Records from a data collection
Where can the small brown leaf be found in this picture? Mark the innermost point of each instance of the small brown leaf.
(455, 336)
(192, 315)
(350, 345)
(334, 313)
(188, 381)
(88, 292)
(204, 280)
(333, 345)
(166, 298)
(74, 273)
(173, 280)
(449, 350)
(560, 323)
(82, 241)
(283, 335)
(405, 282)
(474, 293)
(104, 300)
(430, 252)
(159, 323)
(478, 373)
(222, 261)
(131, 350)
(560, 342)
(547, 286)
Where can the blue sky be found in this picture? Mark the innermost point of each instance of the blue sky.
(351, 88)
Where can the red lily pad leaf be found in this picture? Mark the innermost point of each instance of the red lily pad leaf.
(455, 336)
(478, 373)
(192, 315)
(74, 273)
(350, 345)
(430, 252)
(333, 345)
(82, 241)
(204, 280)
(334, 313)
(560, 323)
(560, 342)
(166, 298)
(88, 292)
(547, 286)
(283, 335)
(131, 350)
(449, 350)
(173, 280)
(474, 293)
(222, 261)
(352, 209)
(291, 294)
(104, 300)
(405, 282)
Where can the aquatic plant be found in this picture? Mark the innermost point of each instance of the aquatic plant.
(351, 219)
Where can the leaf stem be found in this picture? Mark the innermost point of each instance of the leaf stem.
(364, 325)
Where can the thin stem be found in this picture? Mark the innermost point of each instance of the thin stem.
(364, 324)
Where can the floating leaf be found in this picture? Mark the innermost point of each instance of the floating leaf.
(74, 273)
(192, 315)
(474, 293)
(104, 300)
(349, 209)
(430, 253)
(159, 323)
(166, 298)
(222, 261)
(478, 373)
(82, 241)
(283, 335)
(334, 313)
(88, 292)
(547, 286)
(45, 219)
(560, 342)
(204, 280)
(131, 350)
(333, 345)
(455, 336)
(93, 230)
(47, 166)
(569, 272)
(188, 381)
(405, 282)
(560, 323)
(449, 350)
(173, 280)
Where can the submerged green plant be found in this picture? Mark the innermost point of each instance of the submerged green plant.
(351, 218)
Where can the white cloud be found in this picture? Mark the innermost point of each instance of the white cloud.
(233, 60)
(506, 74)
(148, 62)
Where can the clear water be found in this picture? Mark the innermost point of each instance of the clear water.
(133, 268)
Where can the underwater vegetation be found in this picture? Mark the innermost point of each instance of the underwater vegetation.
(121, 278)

• _What you will do_: Word for word, output the records that appear above.

• _Response to this exercise_:
Where can the small brown leaf be found in this picture? Mark the innermost point of each instance of the small brown leaf.
(455, 336)
(192, 315)
(350, 345)
(334, 313)
(188, 381)
(88, 292)
(204, 280)
(333, 345)
(166, 298)
(74, 273)
(173, 280)
(449, 350)
(560, 323)
(82, 241)
(283, 335)
(405, 282)
(474, 293)
(104, 300)
(430, 252)
(159, 323)
(478, 373)
(222, 261)
(131, 350)
(560, 342)
(547, 286)
Where can the blue sky be found in this picture? Mark the innermost point of each instance of the blue sky.
(351, 88)
Where can the red lily pad leaf be found in this picture? Mark the innermost point of each instance of the red lily pad leaf.
(455, 336)
(478, 373)
(192, 315)
(74, 273)
(350, 345)
(430, 252)
(333, 345)
(82, 241)
(204, 280)
(334, 313)
(560, 323)
(560, 342)
(166, 298)
(88, 292)
(547, 286)
(283, 335)
(131, 350)
(449, 350)
(173, 280)
(474, 293)
(222, 261)
(352, 209)
(291, 294)
(104, 300)
(405, 282)
Where can the aquatic plant be found in this picture? Mark the innermost point of each instance of the aquatic plant.
(351, 219)
Where can the leaf stem be found in this picture? Mark the innermost point of each instance of the leaf stem.
(364, 325)
Where can the thin stem be found in this picture? Mark the innermost point of each instance of the thin stem.
(364, 324)
Where can the floating leaf be found in this picture? Mark the innermost point of each instance of the floating leaf.
(74, 273)
(192, 315)
(474, 293)
(104, 300)
(349, 209)
(430, 253)
(159, 323)
(166, 298)
(222, 261)
(478, 373)
(82, 241)
(283, 335)
(334, 313)
(88, 292)
(547, 286)
(45, 219)
(560, 342)
(204, 280)
(131, 350)
(333, 345)
(455, 336)
(93, 230)
(47, 166)
(569, 272)
(188, 381)
(405, 282)
(560, 323)
(449, 350)
(173, 280)
Where can the submerged green plant be found in this picture? Mark the innermost point of each instance of the submerged green plant.
(351, 218)
Where can the white cloud be found in this picture? Mark the innermost point of each instance of the white cloud.
(233, 60)
(506, 74)
(148, 62)
Where can the clear water be found in this picture? Mark the innermost point of each instance of the clear water.
(133, 268)
Where can the underwater vegetation be found in this picture? Mark the innermost point of each instance of the underwater vegetation.
(121, 278)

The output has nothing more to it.